A mos sens, le principal défi est de travailler en faveur de l’institutionnalisation. En 2006, à l’issue d’un processus électoral complexe et polarisé, où notre parti (le Partido de la Revolución Democrática, PRD) a remporté la course à la présidence du Mexique, nous avons constaté que les dirigeants de la Chambre des députés de l’époque, qui étaient membres du parti d'opposition, n'agissaient pas dans l'intérêt de l'institution mais obéissaient à des motivations politiques – ce qui constituait un défi difficile à relever. Le fait d’avoir déjà occupé d’autres fonctions publiques, comme celle de députée locale (2000-2003), qui nous avait permis d’obtenir l'approbation de la loi sur les transports et de la circulation, m’a énormément aidée dans ce contexte.
Ma fonction de chef de délégation de Venustiano Carranza (2003-2006), qui m’a appris l'importance d’un travail institutionnel équilibré, propre à renforcer et à promouvoir les organes dans lesquels nous travaillons pour le bien du peuple, m’a également été très utile. Le fait d’être femme suscite encore d’autres difficultés, imputables à la culture machiste qui prévaut dans notre pays, et qui sont très difficiles à surmonter, parce que les femmes sont-elles mêmes imprégnées de cette culture. C’est pourquoi des manifestations de mépris ou de misogynie sont parfois considérées comme naturelles ou, pis encore, comme divertissantes. Ce constat se vérifie aussi bien en politique que dans d'autres secteurs.

[CONSIGNE] Poursuivez le témoignage sur la vie politique au Mexique en reprenant juste après sa dernière phrase.

[LISTE FOURNIE]
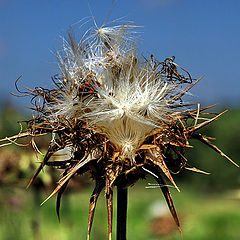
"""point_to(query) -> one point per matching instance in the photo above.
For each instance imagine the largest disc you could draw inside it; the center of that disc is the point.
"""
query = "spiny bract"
(121, 114)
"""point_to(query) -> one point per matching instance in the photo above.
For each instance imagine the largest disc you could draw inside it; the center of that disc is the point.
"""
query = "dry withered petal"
(123, 117)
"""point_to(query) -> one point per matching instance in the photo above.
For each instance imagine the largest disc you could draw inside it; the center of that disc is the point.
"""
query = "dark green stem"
(122, 194)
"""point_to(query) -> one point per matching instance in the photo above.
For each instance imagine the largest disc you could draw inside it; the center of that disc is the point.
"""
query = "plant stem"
(122, 194)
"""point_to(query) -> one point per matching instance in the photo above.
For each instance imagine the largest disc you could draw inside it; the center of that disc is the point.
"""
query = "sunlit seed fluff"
(130, 98)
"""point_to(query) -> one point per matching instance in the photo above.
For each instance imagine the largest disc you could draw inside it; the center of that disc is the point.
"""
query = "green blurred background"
(204, 36)
(208, 205)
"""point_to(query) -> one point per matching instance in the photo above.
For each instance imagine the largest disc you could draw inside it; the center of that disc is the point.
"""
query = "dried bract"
(122, 115)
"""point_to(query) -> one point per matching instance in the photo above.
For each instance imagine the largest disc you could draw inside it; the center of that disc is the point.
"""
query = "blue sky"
(204, 36)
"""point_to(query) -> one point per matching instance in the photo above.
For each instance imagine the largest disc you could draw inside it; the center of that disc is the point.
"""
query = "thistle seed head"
(122, 115)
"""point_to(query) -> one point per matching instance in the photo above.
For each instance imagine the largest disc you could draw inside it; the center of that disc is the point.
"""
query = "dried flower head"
(122, 115)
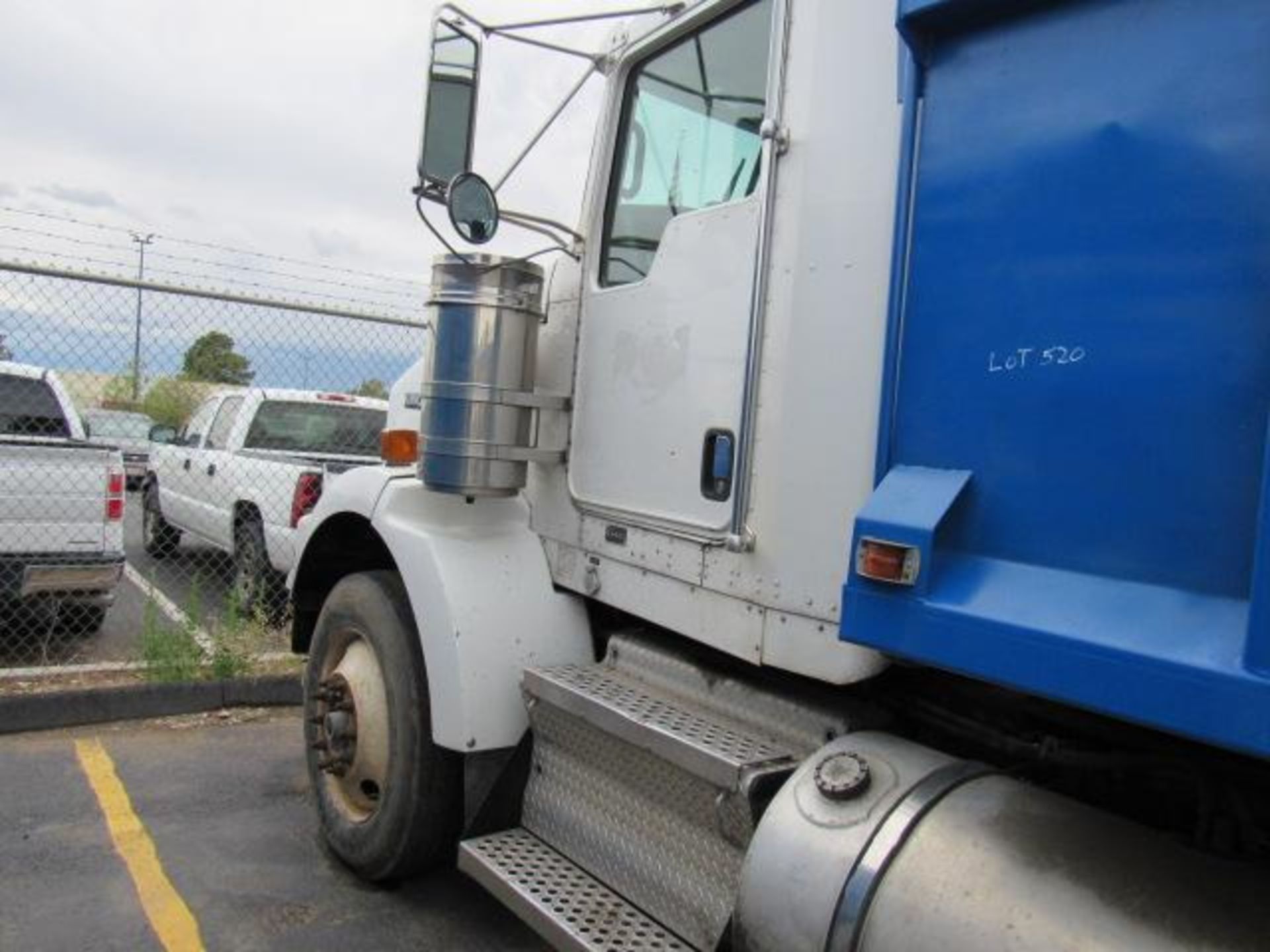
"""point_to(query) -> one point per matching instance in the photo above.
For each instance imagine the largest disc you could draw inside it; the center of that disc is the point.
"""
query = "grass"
(171, 653)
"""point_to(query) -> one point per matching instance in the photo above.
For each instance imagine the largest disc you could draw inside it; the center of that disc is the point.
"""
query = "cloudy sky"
(288, 126)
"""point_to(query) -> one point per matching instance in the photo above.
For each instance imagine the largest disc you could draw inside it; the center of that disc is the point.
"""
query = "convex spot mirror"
(163, 434)
(473, 207)
(450, 112)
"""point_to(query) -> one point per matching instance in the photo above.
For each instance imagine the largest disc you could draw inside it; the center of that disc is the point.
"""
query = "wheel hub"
(351, 716)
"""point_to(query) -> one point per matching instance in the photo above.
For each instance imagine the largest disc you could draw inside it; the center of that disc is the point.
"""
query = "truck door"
(216, 498)
(667, 295)
(178, 475)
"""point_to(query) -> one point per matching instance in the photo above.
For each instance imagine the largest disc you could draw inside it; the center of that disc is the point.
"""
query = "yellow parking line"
(168, 914)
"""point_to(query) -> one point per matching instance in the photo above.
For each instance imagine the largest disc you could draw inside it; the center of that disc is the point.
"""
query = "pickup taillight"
(306, 495)
(114, 487)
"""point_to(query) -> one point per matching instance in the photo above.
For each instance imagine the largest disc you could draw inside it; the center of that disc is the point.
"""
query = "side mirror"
(163, 434)
(473, 207)
(450, 114)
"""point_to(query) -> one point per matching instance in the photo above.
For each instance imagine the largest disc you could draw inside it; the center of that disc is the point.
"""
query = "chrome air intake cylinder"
(478, 405)
(880, 844)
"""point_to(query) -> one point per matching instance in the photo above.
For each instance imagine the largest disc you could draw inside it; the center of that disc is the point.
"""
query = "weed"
(169, 654)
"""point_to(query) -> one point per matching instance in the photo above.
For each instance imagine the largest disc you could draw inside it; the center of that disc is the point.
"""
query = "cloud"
(333, 244)
(88, 197)
(185, 212)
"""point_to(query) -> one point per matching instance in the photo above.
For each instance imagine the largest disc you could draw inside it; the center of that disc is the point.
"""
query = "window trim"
(202, 437)
(216, 419)
(650, 48)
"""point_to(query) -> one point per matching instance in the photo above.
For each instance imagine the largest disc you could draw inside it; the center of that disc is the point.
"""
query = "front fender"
(482, 597)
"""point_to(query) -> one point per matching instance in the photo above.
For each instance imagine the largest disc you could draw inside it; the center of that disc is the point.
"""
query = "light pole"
(136, 334)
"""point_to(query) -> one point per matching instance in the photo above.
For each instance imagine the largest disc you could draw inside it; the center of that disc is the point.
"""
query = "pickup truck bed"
(244, 470)
(62, 506)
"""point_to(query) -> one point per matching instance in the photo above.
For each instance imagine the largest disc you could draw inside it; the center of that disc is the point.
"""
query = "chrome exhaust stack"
(478, 404)
(876, 843)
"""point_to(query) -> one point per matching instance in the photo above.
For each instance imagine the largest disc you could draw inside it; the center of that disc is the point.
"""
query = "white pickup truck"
(243, 471)
(62, 509)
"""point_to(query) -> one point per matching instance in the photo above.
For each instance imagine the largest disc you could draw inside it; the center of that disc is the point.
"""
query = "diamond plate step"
(558, 899)
(698, 740)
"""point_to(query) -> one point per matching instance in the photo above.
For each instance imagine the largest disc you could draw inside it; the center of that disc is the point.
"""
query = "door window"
(219, 436)
(198, 422)
(690, 136)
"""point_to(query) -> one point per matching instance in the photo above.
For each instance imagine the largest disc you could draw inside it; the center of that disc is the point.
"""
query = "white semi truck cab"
(859, 536)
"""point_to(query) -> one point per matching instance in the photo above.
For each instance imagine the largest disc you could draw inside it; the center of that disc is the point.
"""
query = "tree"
(118, 390)
(212, 358)
(371, 386)
(171, 401)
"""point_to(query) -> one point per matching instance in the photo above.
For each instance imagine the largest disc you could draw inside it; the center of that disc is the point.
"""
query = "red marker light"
(305, 496)
(888, 561)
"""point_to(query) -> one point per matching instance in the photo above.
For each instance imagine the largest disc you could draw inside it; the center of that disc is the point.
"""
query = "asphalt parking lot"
(234, 859)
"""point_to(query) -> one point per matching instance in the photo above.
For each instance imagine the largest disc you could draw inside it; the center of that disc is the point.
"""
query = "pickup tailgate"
(52, 496)
(1075, 440)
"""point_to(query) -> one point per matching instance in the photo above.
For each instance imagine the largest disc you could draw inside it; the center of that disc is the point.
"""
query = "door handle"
(716, 465)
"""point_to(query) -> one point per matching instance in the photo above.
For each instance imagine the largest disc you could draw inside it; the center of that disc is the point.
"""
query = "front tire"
(389, 800)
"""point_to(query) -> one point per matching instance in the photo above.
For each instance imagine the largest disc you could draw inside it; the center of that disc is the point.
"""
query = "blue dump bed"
(1075, 422)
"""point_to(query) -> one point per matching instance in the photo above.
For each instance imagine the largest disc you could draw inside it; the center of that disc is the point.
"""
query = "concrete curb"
(67, 709)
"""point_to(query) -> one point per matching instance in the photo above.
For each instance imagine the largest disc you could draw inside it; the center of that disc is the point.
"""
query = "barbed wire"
(212, 263)
(230, 249)
(212, 280)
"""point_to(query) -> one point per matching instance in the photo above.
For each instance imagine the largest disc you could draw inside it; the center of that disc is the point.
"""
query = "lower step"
(566, 905)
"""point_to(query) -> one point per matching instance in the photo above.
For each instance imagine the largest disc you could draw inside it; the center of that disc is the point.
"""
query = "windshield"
(28, 408)
(317, 428)
(120, 426)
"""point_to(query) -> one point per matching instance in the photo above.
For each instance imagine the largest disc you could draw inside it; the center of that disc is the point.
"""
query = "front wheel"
(389, 800)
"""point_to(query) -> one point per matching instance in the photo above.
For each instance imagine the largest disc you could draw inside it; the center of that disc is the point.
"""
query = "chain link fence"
(158, 444)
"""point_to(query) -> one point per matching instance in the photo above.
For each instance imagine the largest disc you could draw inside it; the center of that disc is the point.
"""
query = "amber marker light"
(399, 447)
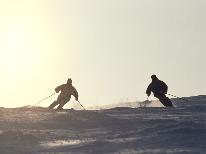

[RÉPONSE]
Parfois, un député ou un chef de parti dénigre le travail que j’effectue au sein de la Chambre des députés, notamment l’accent que je place sur les institutions. Quant à moi, je ne considère pas cette attitude comme une barrière ou un obstacle insurmontable. A mon sens, un des moyens de changer les choses consiste pour moi à riposter en accomplissant mon devoir et en gagnant l'acceptation de la population. Il est très important que les citoyens sachent, pensent, voient et croient qu'il est possible de briser cette culture et de changer cet état de fait.
iKNOW Politics: Quel est, au Mexique, la situation actuelle en ce qui concerne la participation des femmes en politique, au sein des partis ainsi que des pouvoirs législatif et exécutif?
Elle est consacrée dans la loi, et en particulier dans la Constitution. Dans la pratique toutefois, elle n’est pas systématiquement respectée, notamment dans les régions appelées provinces ou municipalités, en particulier celles qui sont les plus éloignées des villes, qui ne sont pas régies par la Constitution, en termes d'égalité ou des droits des femmes, mais par des pratiques et des coutumes qui, aujourd'hui encore – un siècle après la naissance de Simone de Beauvoir – limitent considérablement la participation des femmes à la démocratie.
Le cas d'Eufrosina Cruz à Oaxaca, qui a fait la une des médias internationaux, est emblématique. En tant que femme autochtone, elle s’est retrouvée écartée de la fonction publique en raison des coutumes de sa communauté. Je le répète, un des principaux obstacles est que la législation et la réglementation en vigueur ne sont pas appliquées, et les femmes sont celles qui en font le plus les frais.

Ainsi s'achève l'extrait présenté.